- TAREFAS A REALIZAR:
- a) Responda, com base no excerto sobre a infância, às seguintes perguntas:
(i) A quem escrevia cartas de namoro o menino cheio de borbulhas?
(ii) Segundo o pai orgânico, por onde passa o segredo da longevidade?
(iii) Com que abastecia a mesa de aniversário a mãe de amiguinho do liceu?
- b) Dê seguimento ao excerto sobre a infância, começando logo após a sua última frase.

A infância foi há duas semanas. Não sei como me fugiram estes quinze dias que viraram eternidade. Desconheço onde se escondeu o menino cheio de borbulhas que escrevia cartas de namoro à Raquel do oitavo ano. Sinto ter tropeçado em duas noites mal dormidas e despertado décadas mais tarde, de olheiras carregadas, apoquentado com os afazeres diários, cercado de pais como eu, abancados à porta do colégio onde estudam os filhos, ruminando acerca dos males do mundo, antecipando a chegada da idade das doenças, dos músculos flácidos e das dores aqui e acolá. Embonecado com roupas de ginásio e orgulhoso da sensação de perfeição transmitida pelo carro de alta cilindrada atrás de si estacionado, declara um desses pais que recentemente começou a contar os passos e as calorias ingeridas. Acrescenta outro pai, orgânico dos pés à cabeça, que nem ele nem os filhos ingerem açúcar, que o segredo da longevidade passa por tomar duches de água gelada e atulhar o corpo de vitaminas. É estranho que eu e estes pais nos envolvamos em conversas que nos fazem parecer primatas competindo para ver quem é o mais esbelto e bem-sucedido. Estranho porque ainda ontem, ainda há dois séculos, a mãe de amiguinho do liceu abastecia a mesa de aniversário de bolos sortidos e refrigerantes e nos incentivava a agarrar nas bicicletas e a pedalar até tocarmos no sol.

- DADOS BRUTOS:
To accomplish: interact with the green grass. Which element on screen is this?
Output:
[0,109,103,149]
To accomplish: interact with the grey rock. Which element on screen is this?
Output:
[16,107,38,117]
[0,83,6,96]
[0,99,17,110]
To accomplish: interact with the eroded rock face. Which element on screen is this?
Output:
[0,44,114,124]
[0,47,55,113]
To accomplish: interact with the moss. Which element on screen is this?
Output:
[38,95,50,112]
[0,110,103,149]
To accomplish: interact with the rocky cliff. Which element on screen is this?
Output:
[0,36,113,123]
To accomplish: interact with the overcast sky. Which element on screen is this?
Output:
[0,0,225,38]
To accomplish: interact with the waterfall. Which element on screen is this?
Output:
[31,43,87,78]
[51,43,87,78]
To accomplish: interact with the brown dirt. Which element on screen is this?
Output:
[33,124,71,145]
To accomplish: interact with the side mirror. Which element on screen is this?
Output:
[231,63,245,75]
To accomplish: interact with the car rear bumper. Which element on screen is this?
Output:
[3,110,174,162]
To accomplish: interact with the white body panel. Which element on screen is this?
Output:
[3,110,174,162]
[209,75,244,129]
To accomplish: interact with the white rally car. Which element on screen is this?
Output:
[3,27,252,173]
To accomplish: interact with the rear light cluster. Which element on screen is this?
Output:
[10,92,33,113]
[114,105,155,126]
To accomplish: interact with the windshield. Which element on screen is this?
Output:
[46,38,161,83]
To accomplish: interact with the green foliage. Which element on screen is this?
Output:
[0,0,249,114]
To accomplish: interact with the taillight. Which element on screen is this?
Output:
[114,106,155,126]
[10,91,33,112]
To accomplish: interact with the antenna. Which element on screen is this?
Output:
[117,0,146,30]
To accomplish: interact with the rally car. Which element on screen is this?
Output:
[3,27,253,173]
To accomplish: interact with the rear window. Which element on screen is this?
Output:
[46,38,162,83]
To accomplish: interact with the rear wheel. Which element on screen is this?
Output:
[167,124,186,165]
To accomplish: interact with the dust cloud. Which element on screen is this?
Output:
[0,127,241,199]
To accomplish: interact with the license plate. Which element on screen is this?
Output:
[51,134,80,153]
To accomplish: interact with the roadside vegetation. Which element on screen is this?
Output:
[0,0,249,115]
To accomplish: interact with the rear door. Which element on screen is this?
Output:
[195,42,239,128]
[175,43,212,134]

- RESPOSTAS ÀS TAREFAS:
- a)
(i) À Raquel do oitavo ano.
(ii) Por tomar duches de água gelada e atulhar o corpo de vitaminas.
(iii) Com bolos sortidos e refrigerantes.

- b)
“A memória é uma invenção da miséria”, escreveu André Gide em “O Imoralista” (1902). Recorro a palavras menos belas para afirmar que lembramos por sofrermos, por não estarmos como queríamos ou acharmos que noutro lugar, com outras pessoas, seríamos felizes como não somos agora. São as agruras do presente que nos põem a recordar e a melhorar ocorrências que já não existem. Remoemos em aflições antigas, amplificamos melancolias, choramos múltiplas ausências, múltiplos mortos, desaparecidos, caras cujos traços apagámos. Revivemos diálogos com a avó falecida, rescrevemos cartas a uma Raquel que já não existe no mundo como aquela do oitavo ano e escutamos músicas trancadas no baú para ver se ao mirarmos no espelho nos reaparece o petiz das borbulhas, a explodir de sonhos. O passado é o futuro que conhecemos, o futuro que não traz ansiedade nem temor, é um álbum de recortes nostálgicos que beneficia de estarmos constantemente a redesenhar faces, a aperfeiçoar a memória de modo a que aquilo que aconteceu não tenha qualquer correspondência com os nossos sentimentos sobre esses mesmos acontecimentos.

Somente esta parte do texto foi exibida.